What this task involves =>
What follows is a set of entries. Give them again exactly, without the pictures.

Data for analysis =>
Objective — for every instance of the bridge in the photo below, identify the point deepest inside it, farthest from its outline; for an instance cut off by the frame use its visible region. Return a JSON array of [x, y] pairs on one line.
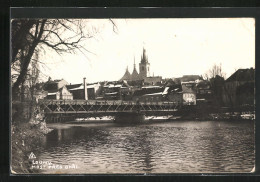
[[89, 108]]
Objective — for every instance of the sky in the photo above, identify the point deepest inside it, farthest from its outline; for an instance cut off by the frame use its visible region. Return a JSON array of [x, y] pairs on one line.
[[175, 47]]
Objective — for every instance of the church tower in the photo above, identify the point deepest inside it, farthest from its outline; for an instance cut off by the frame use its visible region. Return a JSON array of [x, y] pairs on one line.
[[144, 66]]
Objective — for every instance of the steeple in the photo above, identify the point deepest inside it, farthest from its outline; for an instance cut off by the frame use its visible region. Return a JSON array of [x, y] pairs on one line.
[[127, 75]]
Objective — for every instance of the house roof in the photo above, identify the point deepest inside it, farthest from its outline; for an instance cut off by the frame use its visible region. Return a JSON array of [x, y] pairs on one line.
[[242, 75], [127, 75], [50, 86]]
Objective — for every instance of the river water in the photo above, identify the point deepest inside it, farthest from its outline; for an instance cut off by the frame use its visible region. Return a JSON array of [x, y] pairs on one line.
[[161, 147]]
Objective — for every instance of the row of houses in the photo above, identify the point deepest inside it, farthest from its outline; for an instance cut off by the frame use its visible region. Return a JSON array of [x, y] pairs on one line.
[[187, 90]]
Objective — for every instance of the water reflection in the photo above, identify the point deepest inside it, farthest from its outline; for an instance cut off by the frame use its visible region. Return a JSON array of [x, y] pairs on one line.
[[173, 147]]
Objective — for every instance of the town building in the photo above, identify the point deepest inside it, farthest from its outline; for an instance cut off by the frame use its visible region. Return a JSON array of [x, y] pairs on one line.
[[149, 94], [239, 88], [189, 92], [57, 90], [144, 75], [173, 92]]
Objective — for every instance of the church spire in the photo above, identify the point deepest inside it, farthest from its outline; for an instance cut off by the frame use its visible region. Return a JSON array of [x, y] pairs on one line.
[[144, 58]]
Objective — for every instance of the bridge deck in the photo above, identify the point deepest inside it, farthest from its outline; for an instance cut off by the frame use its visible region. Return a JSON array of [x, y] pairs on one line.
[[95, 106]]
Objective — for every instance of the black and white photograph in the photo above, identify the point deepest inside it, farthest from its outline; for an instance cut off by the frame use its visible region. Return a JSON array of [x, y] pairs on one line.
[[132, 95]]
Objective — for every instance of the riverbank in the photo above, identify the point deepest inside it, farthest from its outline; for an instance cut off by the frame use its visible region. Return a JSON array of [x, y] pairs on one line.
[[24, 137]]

Written solution =>
Objective — for every instance of the bridge in the photo below, identify the point deepest inside it, farthest from its outline; for an instance cut off by the frame use its visible region. Return a JSON array of [x, y] pairs on one line.
[[89, 108]]
Objective — for every instance of the sky in the photo above, identify the point deepest inside it, farthest from its outline; for an instance cut off by the frame use its visible region. Return a JSON array of [x, y] pairs on one line.
[[175, 47]]
Objective — for every instance of the church tower in the photo above, identify the point deepest inside it, farthest from its outline; for an instance cut off by the frame use its visible region. Return a JSON array of [x, y] pairs on one line.
[[144, 66]]
Objective — for every instance of the steeple in the photo above, identify the point deepest inside it, farthest from its outline; for an instance cut off by the frame use its visible region. Return a JSON array of [x, y] pairs on one line.
[[127, 75]]
Objective — for every instance of the house roof in the photo above, identify the point deepest inside it, farthest from its outline; for an instance cut off by the frame use its visible region. Return a JSON array of [x, y] pairs on one line.
[[242, 75], [127, 75], [50, 86]]
Objective — for every instance of the river water in the photo above, identify the point deepest inside it, farthest from its outline; for an instance cut off by the frame use its visible region. Return a JSON array of [x, y] pairs on one line.
[[161, 147]]
Objective — for every instance of the row of houses in the photo above, identify the point deepest inside it, farthest from its outline; for an instance cut off by the frame use its visible region. Return a JSON array of [x, y] pairs on one line.
[[187, 90]]
Objective — for every instance of the water reflection in the photo above, identify the point deepest inside it, farthest from its outline; for an instance cut off by the frame use its visible region. Return a JSON array of [x, y] pairs on one line.
[[173, 147]]
Objective — for every instance of the town building in the photo above, identify the point deepest inside it, farthest from its outline; for an instance cut off by the frame use its visible region. Return a JSON array of [x, y] pairs on one line.
[[149, 94], [239, 88], [189, 92], [57, 90], [144, 75], [173, 92]]
Objective — for every instance of the church spire in the photo above, identify the point deepest inside it, farthest from its outline; for an instance cut off by the frame use its visible region. Return a JSON array of [x, y] pairs on one line.
[[144, 58]]
Objective — for every instance of the bridge deck in the photo above, identify the point deepest inside it, farthest from its outline; for an instance cut off by the frame use its visible region. Return a JSON array of [x, y] pairs on one line.
[[95, 106]]
Objective — for every instance of the black and white photograph in the photo above, identify the point deepest inside it, farthest from its outline; for an instance cut off by the frame use its visible region. Return a JSON array of [x, y] pairs on one line.
[[132, 95]]
Objective — for every instance of the riverbank in the photo above, identify the point deepest inside it, farthest from its outline; for an instance cut off by the frame use its visible region. Return a JSON array of [x, y] pairs on one line.
[[24, 137]]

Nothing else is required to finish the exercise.